─── DATA PROVIDED

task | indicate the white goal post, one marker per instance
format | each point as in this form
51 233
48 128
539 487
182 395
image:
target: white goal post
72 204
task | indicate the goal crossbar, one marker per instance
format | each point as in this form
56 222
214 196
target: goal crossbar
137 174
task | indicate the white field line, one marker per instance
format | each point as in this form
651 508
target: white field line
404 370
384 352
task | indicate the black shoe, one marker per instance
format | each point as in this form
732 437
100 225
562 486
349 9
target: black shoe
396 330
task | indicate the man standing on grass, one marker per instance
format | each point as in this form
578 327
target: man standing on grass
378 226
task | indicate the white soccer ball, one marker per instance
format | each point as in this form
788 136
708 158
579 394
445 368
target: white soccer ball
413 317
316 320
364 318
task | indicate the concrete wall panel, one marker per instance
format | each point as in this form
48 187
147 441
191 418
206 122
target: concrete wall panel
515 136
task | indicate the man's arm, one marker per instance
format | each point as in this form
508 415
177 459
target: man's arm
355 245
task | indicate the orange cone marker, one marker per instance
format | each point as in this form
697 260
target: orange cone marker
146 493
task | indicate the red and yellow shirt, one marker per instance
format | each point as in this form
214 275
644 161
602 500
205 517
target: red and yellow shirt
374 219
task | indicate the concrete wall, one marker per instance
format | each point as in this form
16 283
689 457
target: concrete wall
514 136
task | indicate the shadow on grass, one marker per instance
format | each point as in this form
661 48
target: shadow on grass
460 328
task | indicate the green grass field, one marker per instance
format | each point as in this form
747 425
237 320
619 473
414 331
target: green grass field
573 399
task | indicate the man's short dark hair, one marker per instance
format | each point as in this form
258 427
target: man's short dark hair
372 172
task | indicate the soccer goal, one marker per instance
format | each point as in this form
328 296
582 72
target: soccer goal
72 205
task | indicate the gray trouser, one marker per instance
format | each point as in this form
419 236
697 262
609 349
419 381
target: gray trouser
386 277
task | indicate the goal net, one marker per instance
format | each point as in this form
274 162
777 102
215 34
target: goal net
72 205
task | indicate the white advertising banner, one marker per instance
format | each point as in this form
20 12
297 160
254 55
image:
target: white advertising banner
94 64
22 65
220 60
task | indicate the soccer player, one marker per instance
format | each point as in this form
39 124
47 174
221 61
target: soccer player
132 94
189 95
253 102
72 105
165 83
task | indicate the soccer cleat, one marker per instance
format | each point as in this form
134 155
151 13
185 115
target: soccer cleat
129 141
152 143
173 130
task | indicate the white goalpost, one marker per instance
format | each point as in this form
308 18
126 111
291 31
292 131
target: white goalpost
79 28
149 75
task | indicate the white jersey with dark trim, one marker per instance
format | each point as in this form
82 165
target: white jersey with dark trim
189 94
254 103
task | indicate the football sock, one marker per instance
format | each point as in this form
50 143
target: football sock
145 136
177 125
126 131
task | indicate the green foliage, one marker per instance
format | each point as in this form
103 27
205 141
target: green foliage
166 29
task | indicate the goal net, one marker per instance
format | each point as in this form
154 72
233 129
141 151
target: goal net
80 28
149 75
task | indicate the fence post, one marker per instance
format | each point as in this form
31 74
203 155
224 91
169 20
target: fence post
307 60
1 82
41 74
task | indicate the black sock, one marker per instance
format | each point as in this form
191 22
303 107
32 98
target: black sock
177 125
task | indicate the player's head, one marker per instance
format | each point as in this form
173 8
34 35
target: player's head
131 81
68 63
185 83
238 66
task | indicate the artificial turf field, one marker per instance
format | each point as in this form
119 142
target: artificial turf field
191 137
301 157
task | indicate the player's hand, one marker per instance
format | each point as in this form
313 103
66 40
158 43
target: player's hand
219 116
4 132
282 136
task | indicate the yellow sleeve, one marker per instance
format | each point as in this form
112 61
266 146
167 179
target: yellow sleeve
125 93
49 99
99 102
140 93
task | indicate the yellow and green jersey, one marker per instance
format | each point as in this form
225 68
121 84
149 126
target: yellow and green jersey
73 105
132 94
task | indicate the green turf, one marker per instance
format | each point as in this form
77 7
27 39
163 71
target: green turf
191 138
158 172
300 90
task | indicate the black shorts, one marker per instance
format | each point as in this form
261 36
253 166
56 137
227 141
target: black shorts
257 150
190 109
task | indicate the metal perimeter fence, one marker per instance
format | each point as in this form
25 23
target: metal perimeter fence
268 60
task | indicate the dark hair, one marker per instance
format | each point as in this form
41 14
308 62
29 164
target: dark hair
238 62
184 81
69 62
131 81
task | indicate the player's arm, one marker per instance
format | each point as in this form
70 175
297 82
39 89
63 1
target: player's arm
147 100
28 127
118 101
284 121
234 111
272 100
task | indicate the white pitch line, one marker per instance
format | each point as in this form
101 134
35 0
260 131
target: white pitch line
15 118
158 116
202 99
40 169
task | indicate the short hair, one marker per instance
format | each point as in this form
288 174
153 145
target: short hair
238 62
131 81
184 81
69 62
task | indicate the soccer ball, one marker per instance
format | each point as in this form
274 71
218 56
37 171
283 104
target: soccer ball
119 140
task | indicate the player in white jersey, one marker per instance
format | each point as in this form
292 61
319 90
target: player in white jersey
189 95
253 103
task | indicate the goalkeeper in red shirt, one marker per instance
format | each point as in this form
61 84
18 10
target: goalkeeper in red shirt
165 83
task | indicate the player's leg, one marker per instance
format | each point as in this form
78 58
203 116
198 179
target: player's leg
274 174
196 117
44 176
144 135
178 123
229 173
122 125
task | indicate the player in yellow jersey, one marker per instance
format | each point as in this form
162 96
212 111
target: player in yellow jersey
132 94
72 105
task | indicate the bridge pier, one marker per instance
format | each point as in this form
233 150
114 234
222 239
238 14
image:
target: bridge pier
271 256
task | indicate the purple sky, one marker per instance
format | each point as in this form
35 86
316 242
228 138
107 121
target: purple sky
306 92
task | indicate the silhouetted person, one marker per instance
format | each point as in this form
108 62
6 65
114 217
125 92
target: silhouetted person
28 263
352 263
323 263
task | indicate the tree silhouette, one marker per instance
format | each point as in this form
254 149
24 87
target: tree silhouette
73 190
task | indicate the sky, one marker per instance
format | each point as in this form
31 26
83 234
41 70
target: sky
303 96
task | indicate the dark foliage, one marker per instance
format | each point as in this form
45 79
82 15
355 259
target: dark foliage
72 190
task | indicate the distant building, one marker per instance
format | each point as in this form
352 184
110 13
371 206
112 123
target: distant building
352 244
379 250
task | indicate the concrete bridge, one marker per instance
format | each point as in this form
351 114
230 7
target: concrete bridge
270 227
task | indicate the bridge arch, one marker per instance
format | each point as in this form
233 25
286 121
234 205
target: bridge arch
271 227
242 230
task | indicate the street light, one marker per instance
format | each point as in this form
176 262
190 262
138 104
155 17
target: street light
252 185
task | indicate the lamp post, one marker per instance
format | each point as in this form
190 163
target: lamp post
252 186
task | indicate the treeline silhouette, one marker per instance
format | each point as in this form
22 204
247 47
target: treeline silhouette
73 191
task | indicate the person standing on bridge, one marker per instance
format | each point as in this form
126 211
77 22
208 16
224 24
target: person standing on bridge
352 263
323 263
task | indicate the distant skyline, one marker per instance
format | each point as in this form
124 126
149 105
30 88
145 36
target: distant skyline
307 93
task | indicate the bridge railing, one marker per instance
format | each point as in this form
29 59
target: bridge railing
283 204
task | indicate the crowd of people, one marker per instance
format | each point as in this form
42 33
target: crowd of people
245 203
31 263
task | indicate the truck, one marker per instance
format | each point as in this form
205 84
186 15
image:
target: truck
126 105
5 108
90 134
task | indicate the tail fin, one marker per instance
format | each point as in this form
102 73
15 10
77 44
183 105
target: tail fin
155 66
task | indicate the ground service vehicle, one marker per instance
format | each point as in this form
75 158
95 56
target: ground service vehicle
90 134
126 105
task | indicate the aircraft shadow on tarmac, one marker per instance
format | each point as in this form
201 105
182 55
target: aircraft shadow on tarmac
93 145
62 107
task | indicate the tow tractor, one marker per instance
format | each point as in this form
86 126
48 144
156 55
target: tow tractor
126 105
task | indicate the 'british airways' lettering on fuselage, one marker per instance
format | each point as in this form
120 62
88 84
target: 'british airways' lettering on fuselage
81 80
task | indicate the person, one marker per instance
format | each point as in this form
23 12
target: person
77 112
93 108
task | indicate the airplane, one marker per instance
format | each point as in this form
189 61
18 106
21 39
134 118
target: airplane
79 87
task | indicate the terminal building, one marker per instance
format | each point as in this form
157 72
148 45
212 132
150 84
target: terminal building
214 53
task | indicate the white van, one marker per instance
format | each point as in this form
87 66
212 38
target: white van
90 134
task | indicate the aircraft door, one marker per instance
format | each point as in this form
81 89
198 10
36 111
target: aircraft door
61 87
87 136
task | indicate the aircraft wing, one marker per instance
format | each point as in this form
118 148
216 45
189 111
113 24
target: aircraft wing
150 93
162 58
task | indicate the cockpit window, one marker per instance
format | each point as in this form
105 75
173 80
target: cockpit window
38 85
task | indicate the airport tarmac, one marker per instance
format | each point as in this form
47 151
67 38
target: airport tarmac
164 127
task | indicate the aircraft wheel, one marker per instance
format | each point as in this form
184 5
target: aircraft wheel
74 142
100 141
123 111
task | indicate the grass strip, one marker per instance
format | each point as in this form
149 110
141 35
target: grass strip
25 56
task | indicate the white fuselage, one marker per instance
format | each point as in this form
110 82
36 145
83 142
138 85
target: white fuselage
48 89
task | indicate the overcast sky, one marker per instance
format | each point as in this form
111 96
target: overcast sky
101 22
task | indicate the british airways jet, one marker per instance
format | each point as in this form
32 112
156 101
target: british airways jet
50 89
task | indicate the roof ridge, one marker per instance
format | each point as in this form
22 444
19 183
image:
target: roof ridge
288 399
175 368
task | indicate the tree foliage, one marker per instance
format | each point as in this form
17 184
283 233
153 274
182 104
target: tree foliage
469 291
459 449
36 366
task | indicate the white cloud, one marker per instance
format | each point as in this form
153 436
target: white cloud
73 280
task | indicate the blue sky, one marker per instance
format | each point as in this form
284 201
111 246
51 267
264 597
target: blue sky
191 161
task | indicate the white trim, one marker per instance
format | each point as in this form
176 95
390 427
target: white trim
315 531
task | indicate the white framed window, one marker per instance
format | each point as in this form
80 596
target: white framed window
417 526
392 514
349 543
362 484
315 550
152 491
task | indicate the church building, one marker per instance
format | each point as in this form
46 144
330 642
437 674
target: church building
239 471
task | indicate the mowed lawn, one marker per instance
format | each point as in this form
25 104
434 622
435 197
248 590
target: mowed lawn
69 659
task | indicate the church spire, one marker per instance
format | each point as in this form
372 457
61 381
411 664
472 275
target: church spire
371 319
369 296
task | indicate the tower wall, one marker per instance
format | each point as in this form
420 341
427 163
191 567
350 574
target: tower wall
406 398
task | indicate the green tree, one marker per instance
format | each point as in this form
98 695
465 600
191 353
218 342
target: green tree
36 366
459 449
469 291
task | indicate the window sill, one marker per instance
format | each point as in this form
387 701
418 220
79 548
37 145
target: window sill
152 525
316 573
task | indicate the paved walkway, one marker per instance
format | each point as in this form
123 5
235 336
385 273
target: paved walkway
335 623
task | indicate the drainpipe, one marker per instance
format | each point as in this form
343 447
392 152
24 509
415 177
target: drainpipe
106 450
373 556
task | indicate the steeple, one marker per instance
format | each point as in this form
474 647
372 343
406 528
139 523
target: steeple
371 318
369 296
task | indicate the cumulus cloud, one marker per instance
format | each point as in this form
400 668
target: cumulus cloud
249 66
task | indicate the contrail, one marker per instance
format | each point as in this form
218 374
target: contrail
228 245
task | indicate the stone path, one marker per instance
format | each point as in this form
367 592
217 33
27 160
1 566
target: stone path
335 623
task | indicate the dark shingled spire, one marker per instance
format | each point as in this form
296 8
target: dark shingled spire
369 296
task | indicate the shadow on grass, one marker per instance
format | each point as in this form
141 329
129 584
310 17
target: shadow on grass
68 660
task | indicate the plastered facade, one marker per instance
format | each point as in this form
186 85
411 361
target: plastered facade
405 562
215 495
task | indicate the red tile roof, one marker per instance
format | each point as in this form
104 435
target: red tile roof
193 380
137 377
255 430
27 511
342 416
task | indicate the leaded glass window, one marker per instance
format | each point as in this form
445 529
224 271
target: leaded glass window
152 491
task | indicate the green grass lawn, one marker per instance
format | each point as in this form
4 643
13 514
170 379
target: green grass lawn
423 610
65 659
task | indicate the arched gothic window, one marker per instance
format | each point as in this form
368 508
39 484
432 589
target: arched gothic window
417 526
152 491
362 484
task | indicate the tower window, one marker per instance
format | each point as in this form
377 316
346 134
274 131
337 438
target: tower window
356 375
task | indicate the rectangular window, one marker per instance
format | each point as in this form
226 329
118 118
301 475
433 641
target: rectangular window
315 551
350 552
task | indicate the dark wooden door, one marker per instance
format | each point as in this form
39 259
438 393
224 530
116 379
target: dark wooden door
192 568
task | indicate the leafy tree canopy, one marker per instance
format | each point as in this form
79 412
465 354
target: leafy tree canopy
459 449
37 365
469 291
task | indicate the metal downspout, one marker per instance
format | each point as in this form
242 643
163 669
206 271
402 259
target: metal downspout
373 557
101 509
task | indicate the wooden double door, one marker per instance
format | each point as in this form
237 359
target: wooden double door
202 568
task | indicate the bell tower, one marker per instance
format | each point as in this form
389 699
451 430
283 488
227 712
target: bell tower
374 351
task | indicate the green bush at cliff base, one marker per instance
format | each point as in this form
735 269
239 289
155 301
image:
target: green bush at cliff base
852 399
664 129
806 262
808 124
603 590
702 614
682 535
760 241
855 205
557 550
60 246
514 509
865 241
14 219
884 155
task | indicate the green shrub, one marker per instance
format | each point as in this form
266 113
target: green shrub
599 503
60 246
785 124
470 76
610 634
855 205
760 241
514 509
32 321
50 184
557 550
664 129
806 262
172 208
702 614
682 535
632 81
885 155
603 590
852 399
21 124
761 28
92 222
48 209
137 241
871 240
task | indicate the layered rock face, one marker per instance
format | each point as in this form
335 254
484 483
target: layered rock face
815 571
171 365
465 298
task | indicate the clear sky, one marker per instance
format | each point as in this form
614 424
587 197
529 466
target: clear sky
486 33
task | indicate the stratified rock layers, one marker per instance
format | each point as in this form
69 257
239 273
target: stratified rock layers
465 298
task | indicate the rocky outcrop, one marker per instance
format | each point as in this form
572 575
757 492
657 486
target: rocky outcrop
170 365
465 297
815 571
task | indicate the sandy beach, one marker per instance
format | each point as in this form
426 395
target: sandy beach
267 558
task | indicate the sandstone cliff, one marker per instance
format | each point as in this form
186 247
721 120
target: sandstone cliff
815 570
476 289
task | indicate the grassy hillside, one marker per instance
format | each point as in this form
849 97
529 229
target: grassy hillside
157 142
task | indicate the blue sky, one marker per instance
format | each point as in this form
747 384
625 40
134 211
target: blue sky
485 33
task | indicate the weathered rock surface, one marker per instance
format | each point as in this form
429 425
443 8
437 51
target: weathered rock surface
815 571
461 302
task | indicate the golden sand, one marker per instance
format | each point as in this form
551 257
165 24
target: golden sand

──────

**REQUIRED TASK**
Find the line containing "task | indicate the stratified". Reproduce it exactly, along with every line after it through the last.

**WRITTEN RESPONSE**
task | indicate the stratified rock layers, one marker per instance
format | each point as in this form
69 257
239 273
target: stratified rock layers
465 298
task | indicate the rocky outcrop, one marker per instance
format | each point as in this form
572 575
757 492
657 486
target: rocky outcrop
170 365
465 297
815 571
task | indicate the sandy beach, one marker per instance
format | each point as in this form
426 395
target: sandy beach
267 558
task | indicate the sandstone cliff, one marker per instance
format | each point as in this form
186 247
721 120
target: sandstone cliff
815 570
476 289
task | indicate the grassy hillside, one marker per instance
format | each point as in this form
849 97
529 229
target: grassy hillside
157 142
task | indicate the blue sky, one marker per instance
format | each point as in this form
747 384
625 40
134 211
target: blue sky
485 33
task | indicate the weathered rock surface, one marker per instance
format | each point as in this form
429 425
443 8
437 51
target: weathered rock surface
815 571
461 302
task | indicate the golden sand, one marker per instance
format | each point as in this form
551 257
165 24
target: golden sand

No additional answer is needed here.